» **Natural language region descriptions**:
*** Block opens ***

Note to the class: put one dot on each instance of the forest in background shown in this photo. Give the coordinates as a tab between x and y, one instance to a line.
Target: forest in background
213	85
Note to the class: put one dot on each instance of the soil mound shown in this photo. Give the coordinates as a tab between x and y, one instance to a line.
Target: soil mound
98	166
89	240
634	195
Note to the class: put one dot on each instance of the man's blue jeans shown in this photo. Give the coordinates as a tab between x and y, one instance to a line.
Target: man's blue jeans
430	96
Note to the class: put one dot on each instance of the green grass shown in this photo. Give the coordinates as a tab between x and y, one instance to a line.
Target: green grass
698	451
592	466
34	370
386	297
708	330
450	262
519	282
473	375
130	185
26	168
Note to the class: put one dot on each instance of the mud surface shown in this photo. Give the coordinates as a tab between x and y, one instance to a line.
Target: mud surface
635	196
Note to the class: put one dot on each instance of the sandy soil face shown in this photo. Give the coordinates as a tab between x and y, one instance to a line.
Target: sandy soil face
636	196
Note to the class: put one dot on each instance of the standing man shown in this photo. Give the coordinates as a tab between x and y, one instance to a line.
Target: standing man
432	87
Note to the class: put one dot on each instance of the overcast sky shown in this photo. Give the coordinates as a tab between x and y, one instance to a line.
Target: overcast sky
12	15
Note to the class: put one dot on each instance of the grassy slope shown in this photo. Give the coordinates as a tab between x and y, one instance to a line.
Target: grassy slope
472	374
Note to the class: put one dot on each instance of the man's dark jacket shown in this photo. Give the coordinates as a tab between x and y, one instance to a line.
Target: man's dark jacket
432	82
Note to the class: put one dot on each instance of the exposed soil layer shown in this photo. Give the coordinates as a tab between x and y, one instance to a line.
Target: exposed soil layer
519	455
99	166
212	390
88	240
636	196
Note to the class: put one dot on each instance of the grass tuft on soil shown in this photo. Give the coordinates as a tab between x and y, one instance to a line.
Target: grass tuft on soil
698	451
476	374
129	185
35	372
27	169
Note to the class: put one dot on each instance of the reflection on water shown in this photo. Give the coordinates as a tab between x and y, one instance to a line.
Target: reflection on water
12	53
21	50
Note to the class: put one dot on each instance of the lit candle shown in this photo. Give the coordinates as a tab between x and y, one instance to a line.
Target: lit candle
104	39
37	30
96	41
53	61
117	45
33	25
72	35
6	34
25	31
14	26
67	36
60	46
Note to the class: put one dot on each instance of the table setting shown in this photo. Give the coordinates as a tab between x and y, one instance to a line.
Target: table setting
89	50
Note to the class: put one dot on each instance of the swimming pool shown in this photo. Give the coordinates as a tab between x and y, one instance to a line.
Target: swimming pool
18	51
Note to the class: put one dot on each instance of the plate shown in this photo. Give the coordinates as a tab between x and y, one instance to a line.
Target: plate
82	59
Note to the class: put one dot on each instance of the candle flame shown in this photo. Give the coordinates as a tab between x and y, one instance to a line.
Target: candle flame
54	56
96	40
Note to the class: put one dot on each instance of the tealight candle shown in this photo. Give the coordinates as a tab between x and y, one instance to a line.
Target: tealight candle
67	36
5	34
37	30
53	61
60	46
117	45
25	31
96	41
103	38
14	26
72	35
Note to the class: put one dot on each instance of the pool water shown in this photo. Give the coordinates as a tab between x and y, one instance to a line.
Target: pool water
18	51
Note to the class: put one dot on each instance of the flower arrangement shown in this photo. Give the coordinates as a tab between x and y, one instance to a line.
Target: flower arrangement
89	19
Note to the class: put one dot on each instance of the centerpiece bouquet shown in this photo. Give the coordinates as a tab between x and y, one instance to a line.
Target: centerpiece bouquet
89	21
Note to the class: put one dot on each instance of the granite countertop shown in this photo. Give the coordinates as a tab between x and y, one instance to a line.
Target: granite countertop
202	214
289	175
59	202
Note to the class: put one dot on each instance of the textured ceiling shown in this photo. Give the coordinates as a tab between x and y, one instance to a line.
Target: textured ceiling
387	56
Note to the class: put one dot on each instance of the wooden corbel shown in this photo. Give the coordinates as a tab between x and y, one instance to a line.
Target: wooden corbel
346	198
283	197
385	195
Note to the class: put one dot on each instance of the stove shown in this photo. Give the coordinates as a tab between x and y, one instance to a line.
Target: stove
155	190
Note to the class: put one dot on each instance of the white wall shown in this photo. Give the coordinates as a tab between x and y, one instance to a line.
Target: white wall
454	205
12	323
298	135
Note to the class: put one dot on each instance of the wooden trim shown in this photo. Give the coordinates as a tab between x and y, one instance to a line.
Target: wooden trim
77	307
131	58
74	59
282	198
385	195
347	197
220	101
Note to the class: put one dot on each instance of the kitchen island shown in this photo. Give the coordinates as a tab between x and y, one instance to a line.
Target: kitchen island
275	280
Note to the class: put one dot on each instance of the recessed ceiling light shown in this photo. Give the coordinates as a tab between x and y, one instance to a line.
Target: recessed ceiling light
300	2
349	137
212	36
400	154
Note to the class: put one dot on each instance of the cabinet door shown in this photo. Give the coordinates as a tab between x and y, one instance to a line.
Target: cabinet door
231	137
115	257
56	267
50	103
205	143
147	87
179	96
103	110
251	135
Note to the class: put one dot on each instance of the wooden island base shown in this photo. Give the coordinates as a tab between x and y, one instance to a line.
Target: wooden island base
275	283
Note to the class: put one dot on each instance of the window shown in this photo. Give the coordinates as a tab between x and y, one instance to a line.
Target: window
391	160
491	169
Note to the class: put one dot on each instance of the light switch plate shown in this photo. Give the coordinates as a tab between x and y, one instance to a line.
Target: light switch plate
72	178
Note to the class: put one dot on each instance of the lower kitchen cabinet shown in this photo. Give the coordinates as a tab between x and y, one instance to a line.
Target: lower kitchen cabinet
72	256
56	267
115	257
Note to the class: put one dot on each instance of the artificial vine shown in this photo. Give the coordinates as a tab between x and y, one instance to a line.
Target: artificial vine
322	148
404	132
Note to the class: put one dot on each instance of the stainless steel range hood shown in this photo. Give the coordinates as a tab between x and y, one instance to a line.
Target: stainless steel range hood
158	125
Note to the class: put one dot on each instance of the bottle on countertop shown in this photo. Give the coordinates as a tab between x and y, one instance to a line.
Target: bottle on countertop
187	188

*** Block closes ***

Every record must be given again exactly as it was written.

» **FINISHED EXERCISE**:
Note to the class: put one dot on each instance of the forest in background shown in this photo. Give the coordinates as a tab between x and y, one instance to a line.
Target: forest in background
213	85
Note to the class: put one dot on each instance of the soil mound shown in this photo. Give the coordinates as a tab between x and y, one instance to a line.
Target: soil mound
98	166
89	240
634	195
Note to the class: put one dot on each instance of the man's blue jeans shown in this photo. Give the coordinates as a tab between x and y, one instance to a line.
Target: man's blue jeans
430	96
Note to the class: put one dot on each instance of the green grass shown in this photo. Give the coordinates as a tab between x and y, one instance to a line.
Target: green grass
698	451
592	466
34	370
386	297
708	330
450	262
519	282
473	375
130	185
26	168
Note to the class: put one dot on each instance of the mud surface shown in this photo. Give the coordinates as a tab between x and y, one instance to a line.
Target: mud surface
635	196
Note to the class: put one dot on each instance of the sandy soil face shown in this photo. Give the coordinates as a tab between x and y, one instance to a line.
Target: sandy soil face
636	196
Note to the class: put one dot on each instance of the standing man shown in this photo. Give the coordinates as a tab between x and y, one instance to a line.
Target: standing man
432	87
Note to the class: put one dot on each instance of the overcast sky shown in this photo. Give the coordinates as a tab between x and y, one instance to a line.
Target: overcast sky
12	15
Note to the class: put one dot on each instance of the grassy slope shown in this photo. Give the coordinates as a tab between x and y, one instance to a line.
Target: grassy slope
472	374
Note to the class: put one dot on each instance of the man's dark jacket shown in this photo. Give the coordinates as a tab between x and y, one instance to a line.
Target: man's dark jacket
432	82
Note to the class: put one dot on each instance of the exposed soil layer shown in this photo. Give the coordinates as a tab between x and y, one instance to a line.
Target: exposed soil layer
519	455
99	166
212	390
88	240
636	196
Note to the class: put one dot on each instance of the grass tuft on soil shown in this photo. Give the coordinates as a tab between x and y, one instance to a line.
Target: grass tuft on soil
698	451
476	374
129	185
35	372
27	169
Note to the class: put one dot on each instance of the reflection on water shown in this photo. Give the coordinates as a tab between x and y, one instance to a line.
Target: reflection on water
12	53
21	50
Note to the class: put one dot on each instance of the lit candle shown in this photo. Give the coordinates as a tab between x and y, one instance to a line.
Target: lit candle
104	39
37	30
96	41
53	61
117	45
33	25
72	35
6	34
25	31
14	26
67	36
60	46
Note to the class: put one dot on each instance of the table setting shown in this photo. Give the coordinates as a tab between x and y, one instance to a line.
Target: table setting
89	50
Note to the class: put one dot on each instance of the swimming pool shown in this photo. Give the coordinates as a tab between x and y, one instance to a line.
Target: swimming pool
18	51
Note to the class: put one dot on each instance of the plate shown in this photo. Give the coordinates as a tab between x and y, one instance to a line.
Target: plate
82	59
Note to the class: put one dot on each instance of the candle flame shown in this photo. Give the coordinates as a tab between x and y, one instance to a line.
Target: candle flame
54	56
96	40
Note to the class: put one dot on each instance of the tealight candle shown in this photo. Give the coordinates as a tab between x and y, one instance to a line.
Target: tealight candle
67	36
5	34
37	30
53	61
60	46
117	45
25	31
96	41
103	38
14	26
72	35
Note to the class: put one dot on each instance of the pool water shown in this photo. Give the coordinates as a tab between x and y, one instance to a line.
Target: pool water
18	51
Note to the class: put one dot on each instance of the flower arrangement shown in this photo. Give the coordinates as a tab between x and y, one instance to a line.
Target: flower arrangement
89	19
Note to the class: put one dot on each instance of the centerpiece bouquet shown in this photo. Give the coordinates as a tab between x and y, one instance to a line.
Target: centerpiece bouquet
89	21
Note to the class: put one dot on each instance of the granite countertop shown in this photo. Give the coordinates as a tab between x and y, one instance to a line.
Target: granite countertop
202	214
289	175
59	202
Note to the class: put one dot on each instance of the textured ceiling shown in this photo. Give the coordinates as a tab between x and y, one instance to a line.
Target: textured ceiling
387	56
Note to the class: put one dot on each instance of the wooden corbel shown in this photo. Give the coordinates as a tab between x and y, one instance to a line.
Target: wooden corbel
346	198
283	197
385	195
Note to the class: put one dot on each instance of the stove shown in this photo. Give the coordinates as a tab between x and y, one instance to a line.
Target: stove
155	190
Note to the class: put one dot on each instance of the white wall shown in this photo. Give the coordinates as a tab between x and y, one instance to a line.
Target: white wall
454	205
12	323
298	135
Note to the class: put one dot on each instance of the wooden trim shown in this photo. Give the coordinates as a tab between x and y, one instance to a line.
Target: wooden trim
77	307
131	58
74	59
282	198
385	195
347	197
220	101
Note to the class: put one dot on each instance of the kitchen island shown in this photo. Give the coordinates as a tab between x and y, one instance to a line.
Target: kitchen island
275	280
Note to the class: put one dot on each instance of the recessed ceiling light shown in this photo. Give the coordinates as a tab between x and y, one instance to a line.
Target: recessed ceiling light
300	2
349	137
212	36
400	154
Note to the class: put one dot on each instance of the cabinet door shown in this photo. Give the coordinates as a tab between x and y, one instance to a line.
Target: cabinet door
231	137
115	257
56	267
50	103
205	143
147	87
179	96
103	110
251	135
Note to the class: put one dot on each instance of the wooden island base shown in this photo. Give the coordinates as a tab between x and y, one instance to a line.
Target: wooden island base
275	283
Note to the class: put one dot on each instance of the window shown in this photo. Give the coordinates as a tab between x and y, one instance to a line.
Target: window
391	160
491	169
Note to the class: put one dot on each instance of the light switch plate shown in this photo. Give the coordinates as a tab between x and y, one instance to a line.
Target: light switch plate
72	178
Note to the class: put one dot on each instance of the lower kitchen cabinet shown in this photo. Give the coordinates as a tab between x and y, one instance to a line.
Target: lower kitchen cabinet
72	256
56	267
115	257
Note to the class: put one dot on each instance of the artificial vine shown in this photo. Give the coordinates as a tab between x and y, one instance to a line.
Target: artificial vine
322	148
404	132
Note to the class: put one dot on each instance of the stainless steel range hood shown in this photo. Give the coordinates as a tab between x and y, one instance to a line.
Target: stainless steel range hood
158	125
Note to the class: put one dot on each instance of the bottle on countertop shown in this photo. Give the coordinates as a tab between x and y, one instance to a line.
Target: bottle on countertop
187	188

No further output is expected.